» **SHORT TASK**:
Below are some entries. Output each one exactly as it appears.

» **SOURCE MATERIAL**:
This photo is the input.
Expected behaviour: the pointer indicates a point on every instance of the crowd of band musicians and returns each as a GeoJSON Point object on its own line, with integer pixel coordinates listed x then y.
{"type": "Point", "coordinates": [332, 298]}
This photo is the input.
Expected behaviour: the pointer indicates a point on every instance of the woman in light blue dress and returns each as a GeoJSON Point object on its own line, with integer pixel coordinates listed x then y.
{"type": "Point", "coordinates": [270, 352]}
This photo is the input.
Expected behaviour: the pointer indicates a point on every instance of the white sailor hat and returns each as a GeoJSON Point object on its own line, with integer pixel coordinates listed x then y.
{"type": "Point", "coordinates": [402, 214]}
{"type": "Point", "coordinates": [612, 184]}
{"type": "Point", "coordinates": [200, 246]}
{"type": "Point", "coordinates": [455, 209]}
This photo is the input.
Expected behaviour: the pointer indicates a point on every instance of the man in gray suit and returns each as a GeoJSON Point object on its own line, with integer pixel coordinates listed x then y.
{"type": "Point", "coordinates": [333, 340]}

» **ANSWER TO THE TASK**:
This photo is the input.
Expected behaviour: the pointer indicates a point on every instance of the crowd of band musicians and returns each as a GeoJSON Point object on its own line, with integer pixel coordinates listed x then y.
{"type": "Point", "coordinates": [332, 298]}
This photo is the input.
Expected behaviour: the pointer indicates a point on every instance of the woman in light blue dress and returns each as a GeoJSON Point object on its own line, with integer pixel coordinates listed x then y.
{"type": "Point", "coordinates": [270, 352]}
This photo is the input.
Expected behaviour: the pointer indicates a point on every instance of the white sailor hat and returns each as a GeoJSON Point object on its own line, with integer pixel coordinates listed x then y.
{"type": "Point", "coordinates": [402, 214]}
{"type": "Point", "coordinates": [612, 184]}
{"type": "Point", "coordinates": [200, 246]}
{"type": "Point", "coordinates": [455, 209]}
This photo is the input.
Expected behaviour: the pointer indicates a point on every instance of the man in gray suit and returns each as a GeoJSON Point object on its own line, with integer pixel coordinates listed x then y.
{"type": "Point", "coordinates": [333, 340]}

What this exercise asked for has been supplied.